La Resurrección, pues, con la promesa de la vida futura, alumbra lo que tiene valor verdadero para nuestra vida. Nos da la clave para interpretar el mundo. Cualquier otra clave, como la fama, el poder, el prestigio, el dinero, el bienestar, la seguridad y demás insinuaciones del tiempo que nos ha tocado vivir, sólo conseguirá que andemos errantes entre sombras.
Ahora bien, la realidad de la vida eterna no consiste sólo en alumbrar la vida presente, sino que es también la realidad del Cielo. Y, aún más, si la vida eterna es una verdad consoladora es porque existe el Cielo.
Hoy echo de menos que no se educa a los cristianos en esta realidad. Parece un cuento destinado a que los niños sean buenos, una verdad que no quieren contemplar ya los adultos. Y, sin embargo, es un consuelo, como también es la única meta por lo que vale la pena vivir.

■ ■ ■ ■

- [EJERCICIO BREVE A]:
Identifica en los registros de abajo cada línea que contenga la palabra "moth" y cópiala completa.

■ ■ ■ ■

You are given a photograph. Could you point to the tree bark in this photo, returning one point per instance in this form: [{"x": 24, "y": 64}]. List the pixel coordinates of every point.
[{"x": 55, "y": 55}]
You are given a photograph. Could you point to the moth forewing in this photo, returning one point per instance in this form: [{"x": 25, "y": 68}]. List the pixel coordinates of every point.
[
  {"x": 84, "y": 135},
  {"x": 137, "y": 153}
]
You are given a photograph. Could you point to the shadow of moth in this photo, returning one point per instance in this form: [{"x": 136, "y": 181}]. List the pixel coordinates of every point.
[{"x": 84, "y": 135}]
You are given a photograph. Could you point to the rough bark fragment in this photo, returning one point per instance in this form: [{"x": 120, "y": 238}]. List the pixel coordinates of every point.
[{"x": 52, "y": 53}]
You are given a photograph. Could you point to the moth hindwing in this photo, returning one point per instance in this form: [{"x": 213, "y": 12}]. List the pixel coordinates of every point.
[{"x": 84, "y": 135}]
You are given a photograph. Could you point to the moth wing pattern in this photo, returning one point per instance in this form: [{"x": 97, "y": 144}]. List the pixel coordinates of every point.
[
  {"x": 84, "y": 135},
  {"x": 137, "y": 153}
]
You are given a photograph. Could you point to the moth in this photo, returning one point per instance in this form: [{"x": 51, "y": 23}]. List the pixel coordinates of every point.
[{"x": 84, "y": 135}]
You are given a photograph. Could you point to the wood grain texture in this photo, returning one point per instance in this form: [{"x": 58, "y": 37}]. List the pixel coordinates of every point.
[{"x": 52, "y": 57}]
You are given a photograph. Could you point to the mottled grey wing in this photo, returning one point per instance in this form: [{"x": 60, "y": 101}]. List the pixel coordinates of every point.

■ ■ ■ ■

- [EJERCICIO BREVE B]:
Reproduce, del texto sobre la Resurrección que aparece más arriba, el fragmento que va desde "La Resurrección, pues, con" hasta "existe el Cielo.", ambos incluidos.

- [RESPUESTA ESCRITA A]:
You are given a photograph. Could you point to the moth forewing in this photo, returning one point per instance in this form: [{"x": 25, "y": 68}]. List the pixel coordinates of every point.
You are given a photograph. Could you point to the shadow of moth in this photo, returning one point per instance in this form: [{"x": 136, "y": 181}]. List the pixel coordinates of every point.
You are given a photograph. Could you point to the moth hindwing in this photo, returning one point per instance in this form: [{"x": 213, "y": 12}]. List the pixel coordinates of every point.
You are given a photograph. Could you point to the moth wing pattern in this photo, returning one point per instance in this form: [{"x": 97, "y": 144}]. List the pixel coordinates of every point.
You are given a photograph. Could you point to the moth in this photo, returning one point per instance in this form: [{"x": 51, "y": 23}]. List the pixel coordinates of every point.

- [RESPUESTA ESCRITA B]:
La Resurrección, pues, con la promesa de la vida futura, alumbra lo que tiene valor verdadero para nuestra vida. Nos da la clave para interpretar el mundo. Cualquier otra clave, como la fama, el poder, el prestigio, el dinero, el bienestar, la seguridad y demás insinuaciones del tiempo que nos ha tocado vivir, sólo conseguirá que andemos errantes entre sombras.
Ahora bien, la realidad de la vida eterna no consiste sólo en alumbrar la vida presente, sino que es también la realidad del Cielo. Y, aún más, si la vida eterna es una verdad consoladora es porque existe el Cielo.